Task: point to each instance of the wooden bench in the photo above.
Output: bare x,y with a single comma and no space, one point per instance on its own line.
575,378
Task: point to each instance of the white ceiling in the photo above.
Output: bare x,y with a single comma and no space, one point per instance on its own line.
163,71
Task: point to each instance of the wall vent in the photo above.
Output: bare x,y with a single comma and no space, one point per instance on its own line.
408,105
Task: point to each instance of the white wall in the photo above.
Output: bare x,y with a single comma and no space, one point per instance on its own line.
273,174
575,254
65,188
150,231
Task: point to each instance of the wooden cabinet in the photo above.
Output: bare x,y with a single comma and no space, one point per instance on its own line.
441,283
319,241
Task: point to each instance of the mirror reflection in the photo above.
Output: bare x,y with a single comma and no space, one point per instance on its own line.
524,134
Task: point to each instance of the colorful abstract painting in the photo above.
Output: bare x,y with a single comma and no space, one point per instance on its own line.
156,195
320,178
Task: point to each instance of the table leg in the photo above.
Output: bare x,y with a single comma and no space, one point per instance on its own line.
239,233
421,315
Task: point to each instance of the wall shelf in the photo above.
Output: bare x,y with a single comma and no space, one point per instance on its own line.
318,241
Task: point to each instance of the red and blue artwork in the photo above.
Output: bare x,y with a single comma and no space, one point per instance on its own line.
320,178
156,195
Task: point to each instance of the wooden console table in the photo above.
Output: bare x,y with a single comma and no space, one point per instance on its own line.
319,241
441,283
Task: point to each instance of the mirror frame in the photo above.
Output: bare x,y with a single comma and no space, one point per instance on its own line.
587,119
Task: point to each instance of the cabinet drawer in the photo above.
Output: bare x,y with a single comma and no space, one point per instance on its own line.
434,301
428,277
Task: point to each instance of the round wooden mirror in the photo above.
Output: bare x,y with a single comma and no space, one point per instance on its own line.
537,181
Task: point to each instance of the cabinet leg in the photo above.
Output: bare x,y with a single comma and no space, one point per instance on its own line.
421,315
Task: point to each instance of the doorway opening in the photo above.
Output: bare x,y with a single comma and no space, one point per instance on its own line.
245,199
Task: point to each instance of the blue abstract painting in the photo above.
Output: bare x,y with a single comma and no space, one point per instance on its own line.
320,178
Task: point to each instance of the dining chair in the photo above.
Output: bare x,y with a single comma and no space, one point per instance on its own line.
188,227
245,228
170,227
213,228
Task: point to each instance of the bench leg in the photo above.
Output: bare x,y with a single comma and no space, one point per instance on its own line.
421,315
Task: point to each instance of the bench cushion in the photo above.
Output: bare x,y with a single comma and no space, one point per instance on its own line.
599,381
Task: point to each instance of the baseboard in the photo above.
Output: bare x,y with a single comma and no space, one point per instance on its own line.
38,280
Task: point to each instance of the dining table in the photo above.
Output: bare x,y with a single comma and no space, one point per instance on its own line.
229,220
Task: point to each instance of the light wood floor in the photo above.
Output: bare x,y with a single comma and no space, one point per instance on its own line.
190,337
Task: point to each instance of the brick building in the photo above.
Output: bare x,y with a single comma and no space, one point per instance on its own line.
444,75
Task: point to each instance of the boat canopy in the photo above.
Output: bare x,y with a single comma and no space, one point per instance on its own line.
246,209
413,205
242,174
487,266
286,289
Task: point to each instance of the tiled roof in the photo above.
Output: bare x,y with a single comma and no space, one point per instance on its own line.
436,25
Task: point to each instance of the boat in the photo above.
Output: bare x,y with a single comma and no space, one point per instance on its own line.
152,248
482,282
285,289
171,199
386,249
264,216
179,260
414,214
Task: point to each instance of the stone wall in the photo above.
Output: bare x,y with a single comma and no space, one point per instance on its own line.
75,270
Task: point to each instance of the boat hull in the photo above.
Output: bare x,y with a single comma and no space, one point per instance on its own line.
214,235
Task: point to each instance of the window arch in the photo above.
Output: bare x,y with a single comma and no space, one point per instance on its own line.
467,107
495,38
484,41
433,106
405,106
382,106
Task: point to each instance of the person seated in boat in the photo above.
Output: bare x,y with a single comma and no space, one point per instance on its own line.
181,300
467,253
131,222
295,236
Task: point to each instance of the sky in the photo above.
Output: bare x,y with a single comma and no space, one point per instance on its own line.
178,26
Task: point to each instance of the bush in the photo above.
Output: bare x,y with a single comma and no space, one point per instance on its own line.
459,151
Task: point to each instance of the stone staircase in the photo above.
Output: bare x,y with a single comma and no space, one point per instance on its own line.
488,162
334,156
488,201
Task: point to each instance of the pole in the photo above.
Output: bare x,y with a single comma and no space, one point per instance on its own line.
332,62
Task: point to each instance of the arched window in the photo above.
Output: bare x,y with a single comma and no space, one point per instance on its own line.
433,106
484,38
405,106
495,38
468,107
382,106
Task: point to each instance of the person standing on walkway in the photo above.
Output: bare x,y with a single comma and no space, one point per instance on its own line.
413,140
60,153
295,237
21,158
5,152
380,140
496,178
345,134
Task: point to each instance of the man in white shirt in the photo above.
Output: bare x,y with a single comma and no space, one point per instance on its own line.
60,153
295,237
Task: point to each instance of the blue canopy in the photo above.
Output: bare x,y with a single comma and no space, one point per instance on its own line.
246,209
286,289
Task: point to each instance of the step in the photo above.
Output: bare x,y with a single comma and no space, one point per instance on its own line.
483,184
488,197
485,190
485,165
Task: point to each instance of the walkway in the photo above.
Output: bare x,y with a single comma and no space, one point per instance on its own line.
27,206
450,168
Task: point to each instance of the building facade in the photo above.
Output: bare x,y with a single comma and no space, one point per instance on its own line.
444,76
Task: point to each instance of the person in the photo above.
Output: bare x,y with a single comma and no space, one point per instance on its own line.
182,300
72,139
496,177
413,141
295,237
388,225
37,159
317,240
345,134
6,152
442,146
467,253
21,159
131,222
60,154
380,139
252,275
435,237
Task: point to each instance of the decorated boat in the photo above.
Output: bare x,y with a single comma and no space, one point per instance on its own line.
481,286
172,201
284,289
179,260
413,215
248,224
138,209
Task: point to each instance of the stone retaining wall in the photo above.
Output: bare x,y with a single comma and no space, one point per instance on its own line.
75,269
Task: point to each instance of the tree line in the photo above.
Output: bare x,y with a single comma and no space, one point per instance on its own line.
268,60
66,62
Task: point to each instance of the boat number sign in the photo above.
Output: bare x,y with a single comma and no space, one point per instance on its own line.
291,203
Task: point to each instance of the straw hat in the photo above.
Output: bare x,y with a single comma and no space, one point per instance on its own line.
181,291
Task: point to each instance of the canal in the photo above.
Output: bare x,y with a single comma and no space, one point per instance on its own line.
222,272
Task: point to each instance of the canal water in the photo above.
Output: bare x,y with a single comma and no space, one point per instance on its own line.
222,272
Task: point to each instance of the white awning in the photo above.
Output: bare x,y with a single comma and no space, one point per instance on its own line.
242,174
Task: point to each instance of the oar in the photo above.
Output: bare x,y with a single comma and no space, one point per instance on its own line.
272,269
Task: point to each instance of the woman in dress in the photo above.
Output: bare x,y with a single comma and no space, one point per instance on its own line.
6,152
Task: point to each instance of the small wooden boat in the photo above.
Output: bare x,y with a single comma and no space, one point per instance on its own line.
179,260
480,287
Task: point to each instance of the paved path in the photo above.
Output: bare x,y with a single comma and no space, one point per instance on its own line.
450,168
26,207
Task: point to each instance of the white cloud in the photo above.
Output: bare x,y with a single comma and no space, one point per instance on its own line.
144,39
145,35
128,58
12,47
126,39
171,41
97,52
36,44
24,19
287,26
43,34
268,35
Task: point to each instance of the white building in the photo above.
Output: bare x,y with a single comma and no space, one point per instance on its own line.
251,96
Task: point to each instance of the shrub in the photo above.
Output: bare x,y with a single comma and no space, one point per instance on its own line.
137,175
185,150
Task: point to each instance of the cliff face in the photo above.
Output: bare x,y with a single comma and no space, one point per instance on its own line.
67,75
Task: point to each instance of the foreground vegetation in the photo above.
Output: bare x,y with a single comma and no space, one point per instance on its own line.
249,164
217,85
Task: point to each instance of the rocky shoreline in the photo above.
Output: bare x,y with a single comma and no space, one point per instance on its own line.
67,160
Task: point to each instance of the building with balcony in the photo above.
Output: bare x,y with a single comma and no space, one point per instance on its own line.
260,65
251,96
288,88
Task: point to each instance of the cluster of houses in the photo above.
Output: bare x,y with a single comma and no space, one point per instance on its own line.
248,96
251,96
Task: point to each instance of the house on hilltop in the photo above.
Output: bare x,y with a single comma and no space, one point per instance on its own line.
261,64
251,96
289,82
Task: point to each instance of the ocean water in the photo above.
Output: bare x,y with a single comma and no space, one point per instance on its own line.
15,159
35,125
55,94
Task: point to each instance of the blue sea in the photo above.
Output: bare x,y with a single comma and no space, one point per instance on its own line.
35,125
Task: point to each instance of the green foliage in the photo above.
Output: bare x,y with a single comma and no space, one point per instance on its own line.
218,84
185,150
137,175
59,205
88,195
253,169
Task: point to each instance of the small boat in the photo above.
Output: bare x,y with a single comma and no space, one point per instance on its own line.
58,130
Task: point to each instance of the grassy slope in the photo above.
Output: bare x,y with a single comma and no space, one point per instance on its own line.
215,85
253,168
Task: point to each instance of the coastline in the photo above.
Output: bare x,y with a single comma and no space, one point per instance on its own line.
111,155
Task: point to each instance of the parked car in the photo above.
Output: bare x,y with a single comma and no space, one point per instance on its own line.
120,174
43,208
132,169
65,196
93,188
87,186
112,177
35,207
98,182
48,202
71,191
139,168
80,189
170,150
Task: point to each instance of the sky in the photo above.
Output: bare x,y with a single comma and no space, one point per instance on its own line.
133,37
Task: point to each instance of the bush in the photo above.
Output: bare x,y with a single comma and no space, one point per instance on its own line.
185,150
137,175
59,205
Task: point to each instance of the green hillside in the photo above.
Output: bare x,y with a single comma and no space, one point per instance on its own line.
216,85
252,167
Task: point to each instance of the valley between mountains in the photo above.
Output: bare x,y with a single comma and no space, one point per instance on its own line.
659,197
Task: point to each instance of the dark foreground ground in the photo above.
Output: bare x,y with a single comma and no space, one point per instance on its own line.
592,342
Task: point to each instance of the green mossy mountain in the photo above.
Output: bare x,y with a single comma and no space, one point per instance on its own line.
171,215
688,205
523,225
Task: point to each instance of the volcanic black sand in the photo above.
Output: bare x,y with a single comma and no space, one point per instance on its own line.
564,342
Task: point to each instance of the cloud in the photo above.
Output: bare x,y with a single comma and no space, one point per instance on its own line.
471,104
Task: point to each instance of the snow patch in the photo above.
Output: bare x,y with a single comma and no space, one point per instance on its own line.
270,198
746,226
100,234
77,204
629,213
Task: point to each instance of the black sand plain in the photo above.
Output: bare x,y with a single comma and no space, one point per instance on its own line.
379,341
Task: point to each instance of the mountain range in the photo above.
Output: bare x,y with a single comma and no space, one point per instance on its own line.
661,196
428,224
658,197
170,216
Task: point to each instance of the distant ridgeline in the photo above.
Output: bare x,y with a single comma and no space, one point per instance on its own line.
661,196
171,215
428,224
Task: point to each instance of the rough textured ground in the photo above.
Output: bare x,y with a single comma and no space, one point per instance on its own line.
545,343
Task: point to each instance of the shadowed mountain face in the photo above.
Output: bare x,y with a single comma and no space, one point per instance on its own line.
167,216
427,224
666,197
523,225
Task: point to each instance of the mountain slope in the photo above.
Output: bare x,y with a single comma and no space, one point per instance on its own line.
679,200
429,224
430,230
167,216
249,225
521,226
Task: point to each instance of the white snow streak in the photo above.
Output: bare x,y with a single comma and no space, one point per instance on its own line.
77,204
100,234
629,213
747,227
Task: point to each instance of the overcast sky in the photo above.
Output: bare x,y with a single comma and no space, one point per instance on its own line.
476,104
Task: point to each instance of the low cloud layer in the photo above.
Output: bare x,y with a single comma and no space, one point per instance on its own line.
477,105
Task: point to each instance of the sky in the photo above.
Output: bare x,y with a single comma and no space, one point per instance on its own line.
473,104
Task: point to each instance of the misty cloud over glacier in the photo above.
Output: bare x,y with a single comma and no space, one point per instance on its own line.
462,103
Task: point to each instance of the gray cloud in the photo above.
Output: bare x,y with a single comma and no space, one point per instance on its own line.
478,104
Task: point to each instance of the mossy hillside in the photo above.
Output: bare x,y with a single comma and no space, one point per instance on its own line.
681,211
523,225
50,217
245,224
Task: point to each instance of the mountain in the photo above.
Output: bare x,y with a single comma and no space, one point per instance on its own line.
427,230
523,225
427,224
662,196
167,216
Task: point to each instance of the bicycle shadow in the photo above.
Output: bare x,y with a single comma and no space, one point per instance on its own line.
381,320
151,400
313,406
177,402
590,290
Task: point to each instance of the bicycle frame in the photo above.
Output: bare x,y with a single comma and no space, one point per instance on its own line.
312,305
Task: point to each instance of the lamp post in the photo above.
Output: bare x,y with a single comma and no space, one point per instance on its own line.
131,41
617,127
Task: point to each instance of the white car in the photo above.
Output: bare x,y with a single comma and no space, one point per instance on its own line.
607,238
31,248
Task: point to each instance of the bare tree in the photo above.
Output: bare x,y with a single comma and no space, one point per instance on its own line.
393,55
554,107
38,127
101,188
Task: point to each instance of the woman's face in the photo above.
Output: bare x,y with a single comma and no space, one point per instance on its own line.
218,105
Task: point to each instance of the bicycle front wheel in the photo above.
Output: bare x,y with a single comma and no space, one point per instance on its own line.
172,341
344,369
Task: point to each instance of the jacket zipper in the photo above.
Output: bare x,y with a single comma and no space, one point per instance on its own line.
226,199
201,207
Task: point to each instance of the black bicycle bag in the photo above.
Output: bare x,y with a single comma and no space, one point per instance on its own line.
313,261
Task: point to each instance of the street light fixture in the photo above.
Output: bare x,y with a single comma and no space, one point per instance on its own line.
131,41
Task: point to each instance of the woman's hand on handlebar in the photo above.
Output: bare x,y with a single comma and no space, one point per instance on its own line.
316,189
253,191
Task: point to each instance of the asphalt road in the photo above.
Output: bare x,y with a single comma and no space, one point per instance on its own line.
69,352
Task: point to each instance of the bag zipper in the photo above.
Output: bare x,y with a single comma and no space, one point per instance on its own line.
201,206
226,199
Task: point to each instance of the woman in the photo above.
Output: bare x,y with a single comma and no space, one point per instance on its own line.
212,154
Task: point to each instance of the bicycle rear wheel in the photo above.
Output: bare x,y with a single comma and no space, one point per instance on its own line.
===============
● PROMPT
Return, with no change at all, every line in the entries above from the line containing "Task: point to each instance of the mossy" through the line containing "Task: point to each instance of the lamp".

● TASK ANSWER
Task: point to each instance of the mossy hillside in the photo above.
Output: bare x,y with a single comma and no space, one point per instance on its own line.
681,211
523,225
50,217
245,224
Task: point to each instance of the mountain in the photo above.
Output: bare x,y with a single comma and no space, one point per instance on its own line.
427,230
523,225
427,224
662,196
167,216
Task: point to each instance of the bicycle shadow in the photo above.
Output: bare x,y with a single comma and no space, one point per instance on its own line.
381,320
151,400
313,406
177,402
590,290
Task: point to each instance of the bicycle frame in the photo above.
Output: bare x,y with a single comma and no space, one point per instance on its own line.
312,305
Task: point to each instance of the lamp post in the photo above.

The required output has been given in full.